##### Data extracts

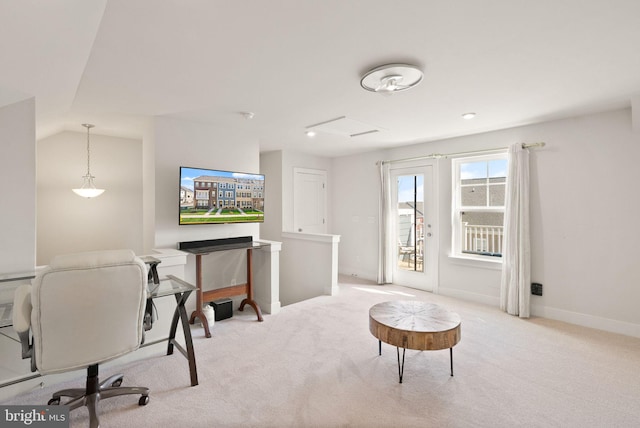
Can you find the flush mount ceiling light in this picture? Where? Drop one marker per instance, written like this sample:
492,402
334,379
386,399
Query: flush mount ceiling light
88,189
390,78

##########
##### Data extracts

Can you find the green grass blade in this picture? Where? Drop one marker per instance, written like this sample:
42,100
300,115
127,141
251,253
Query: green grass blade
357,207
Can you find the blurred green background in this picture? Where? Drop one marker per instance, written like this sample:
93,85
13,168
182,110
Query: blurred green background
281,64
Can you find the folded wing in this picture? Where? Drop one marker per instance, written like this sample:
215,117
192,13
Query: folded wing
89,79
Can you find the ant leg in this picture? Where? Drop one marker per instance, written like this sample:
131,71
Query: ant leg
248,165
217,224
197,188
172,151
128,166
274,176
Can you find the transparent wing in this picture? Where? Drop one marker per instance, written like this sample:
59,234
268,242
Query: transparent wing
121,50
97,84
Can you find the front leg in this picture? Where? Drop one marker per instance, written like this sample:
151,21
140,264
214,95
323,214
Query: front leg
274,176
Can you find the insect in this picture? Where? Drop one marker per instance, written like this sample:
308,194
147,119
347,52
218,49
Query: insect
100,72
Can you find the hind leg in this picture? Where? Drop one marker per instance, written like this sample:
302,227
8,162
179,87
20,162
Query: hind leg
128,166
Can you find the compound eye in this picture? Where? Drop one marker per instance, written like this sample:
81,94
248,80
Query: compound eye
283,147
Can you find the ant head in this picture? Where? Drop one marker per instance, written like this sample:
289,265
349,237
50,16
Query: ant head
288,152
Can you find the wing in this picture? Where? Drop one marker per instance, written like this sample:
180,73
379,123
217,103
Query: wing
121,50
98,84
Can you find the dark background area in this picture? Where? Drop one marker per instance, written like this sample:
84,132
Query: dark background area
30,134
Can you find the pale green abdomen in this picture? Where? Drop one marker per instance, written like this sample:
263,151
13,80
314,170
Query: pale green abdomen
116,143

##########
##### Data extracts

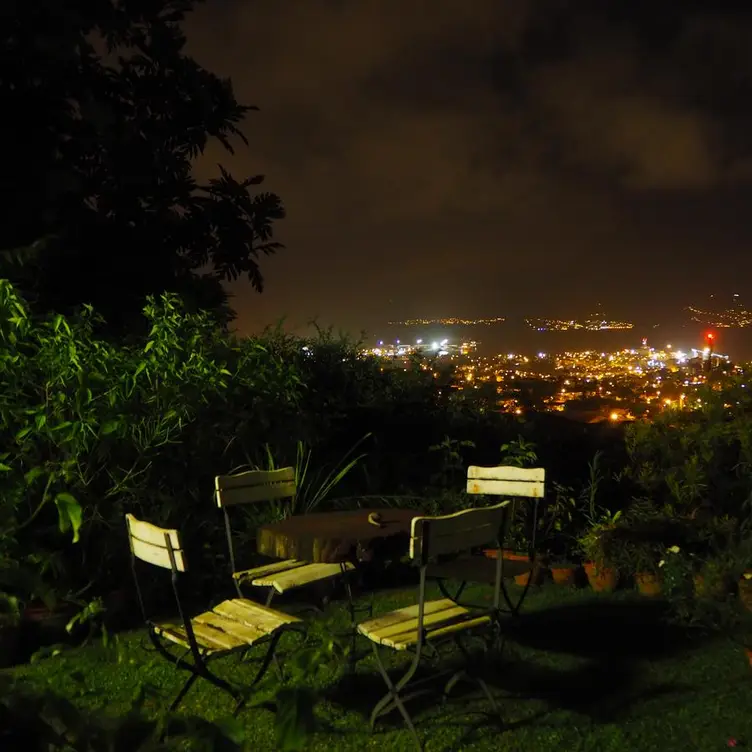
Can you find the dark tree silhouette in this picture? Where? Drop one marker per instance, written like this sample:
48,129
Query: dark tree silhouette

##########

__What this task involves__:
Extract all lines from the data in which "silhouette" is found.

__Answer to this problem__:
Can you find the dark tree silhouette in this picture? Where? Drop one marker per instance, written like this sample:
Query: dark tree silhouette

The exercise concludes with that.